Work required |
Repeat the records below line by line, exactly, finishing on the line that contains "negative clicks: (207, 105)".

Start of Block

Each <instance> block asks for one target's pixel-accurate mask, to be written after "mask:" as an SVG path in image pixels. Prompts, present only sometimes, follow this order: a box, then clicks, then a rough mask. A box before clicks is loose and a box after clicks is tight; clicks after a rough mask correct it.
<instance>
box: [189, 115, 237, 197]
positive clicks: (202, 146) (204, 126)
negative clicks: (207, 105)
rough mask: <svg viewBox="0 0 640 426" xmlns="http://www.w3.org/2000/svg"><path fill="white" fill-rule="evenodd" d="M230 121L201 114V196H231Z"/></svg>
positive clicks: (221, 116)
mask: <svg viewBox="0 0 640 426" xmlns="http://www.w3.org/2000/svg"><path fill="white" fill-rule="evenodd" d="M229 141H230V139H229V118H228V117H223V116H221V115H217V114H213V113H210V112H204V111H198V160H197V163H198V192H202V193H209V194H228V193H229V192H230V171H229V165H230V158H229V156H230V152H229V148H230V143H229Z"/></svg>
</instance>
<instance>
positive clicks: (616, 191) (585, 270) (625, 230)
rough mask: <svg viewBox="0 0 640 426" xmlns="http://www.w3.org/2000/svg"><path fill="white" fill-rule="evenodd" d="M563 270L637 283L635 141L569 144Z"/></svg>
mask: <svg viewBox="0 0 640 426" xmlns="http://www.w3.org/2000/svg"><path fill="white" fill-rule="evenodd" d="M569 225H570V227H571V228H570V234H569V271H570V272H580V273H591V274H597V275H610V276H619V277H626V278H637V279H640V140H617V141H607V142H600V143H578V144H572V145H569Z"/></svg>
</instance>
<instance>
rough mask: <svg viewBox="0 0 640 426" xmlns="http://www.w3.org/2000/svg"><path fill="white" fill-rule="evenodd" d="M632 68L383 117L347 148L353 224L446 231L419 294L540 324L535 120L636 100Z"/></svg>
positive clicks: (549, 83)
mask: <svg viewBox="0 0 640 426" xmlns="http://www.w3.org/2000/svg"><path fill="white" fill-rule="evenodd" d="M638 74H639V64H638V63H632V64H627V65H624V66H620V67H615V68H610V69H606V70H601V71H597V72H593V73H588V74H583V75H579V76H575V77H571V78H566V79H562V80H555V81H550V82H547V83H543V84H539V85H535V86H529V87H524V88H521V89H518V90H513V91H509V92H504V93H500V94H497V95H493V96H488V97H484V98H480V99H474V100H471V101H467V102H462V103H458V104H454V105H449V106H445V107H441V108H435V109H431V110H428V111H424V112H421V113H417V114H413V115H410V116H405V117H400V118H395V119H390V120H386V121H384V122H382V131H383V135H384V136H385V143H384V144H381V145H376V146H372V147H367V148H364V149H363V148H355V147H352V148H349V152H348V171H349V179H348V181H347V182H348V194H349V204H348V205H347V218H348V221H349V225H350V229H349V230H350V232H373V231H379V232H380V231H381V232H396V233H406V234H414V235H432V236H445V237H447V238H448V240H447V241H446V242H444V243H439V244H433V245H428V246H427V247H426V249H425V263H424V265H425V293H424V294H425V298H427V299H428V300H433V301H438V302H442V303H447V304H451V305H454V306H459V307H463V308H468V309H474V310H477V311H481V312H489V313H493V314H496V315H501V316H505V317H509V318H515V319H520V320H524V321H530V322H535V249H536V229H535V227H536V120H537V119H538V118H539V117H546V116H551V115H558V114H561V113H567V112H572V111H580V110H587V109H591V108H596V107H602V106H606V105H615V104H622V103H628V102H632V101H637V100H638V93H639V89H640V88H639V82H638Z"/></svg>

End of Block

Response to the exercise |
Each <instance> block asks for one target's pixel-accurate mask, to be written after "mask:" as an SVG path in image pixels. Prompts, present only sometimes, follow this order: a box, then clicks, then a rough mask. A box before clicks is loose and a box after clicks is tight; clicks after a rough mask correct it.
<instance>
box: [189, 115, 237, 197]
positive clicks: (202, 146) (204, 126)
negative clicks: (207, 105)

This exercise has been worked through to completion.